Aim of the exercise: Count the lines in the records below that contain the word "every". Reply with the number alone.

Entries provided:
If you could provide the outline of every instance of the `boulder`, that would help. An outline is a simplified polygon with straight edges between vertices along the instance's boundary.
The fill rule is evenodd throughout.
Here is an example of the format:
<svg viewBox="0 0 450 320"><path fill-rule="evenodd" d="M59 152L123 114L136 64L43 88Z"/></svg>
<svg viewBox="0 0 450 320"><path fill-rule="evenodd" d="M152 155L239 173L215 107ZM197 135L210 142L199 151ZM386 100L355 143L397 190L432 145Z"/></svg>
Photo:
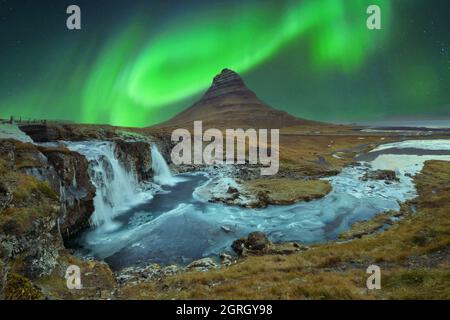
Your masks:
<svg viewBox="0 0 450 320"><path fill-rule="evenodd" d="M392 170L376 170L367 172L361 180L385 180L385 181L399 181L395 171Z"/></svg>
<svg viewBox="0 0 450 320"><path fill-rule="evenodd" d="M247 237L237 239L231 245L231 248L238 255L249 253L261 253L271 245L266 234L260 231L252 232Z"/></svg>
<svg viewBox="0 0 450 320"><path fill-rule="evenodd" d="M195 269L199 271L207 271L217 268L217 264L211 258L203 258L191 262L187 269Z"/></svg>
--
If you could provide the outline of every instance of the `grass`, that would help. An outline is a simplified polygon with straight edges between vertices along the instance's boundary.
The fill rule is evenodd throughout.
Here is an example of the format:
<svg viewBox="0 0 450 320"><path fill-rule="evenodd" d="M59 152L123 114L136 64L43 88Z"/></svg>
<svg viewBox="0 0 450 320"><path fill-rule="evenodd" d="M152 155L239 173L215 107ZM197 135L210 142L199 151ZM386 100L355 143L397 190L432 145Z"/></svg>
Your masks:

Output for this task: 2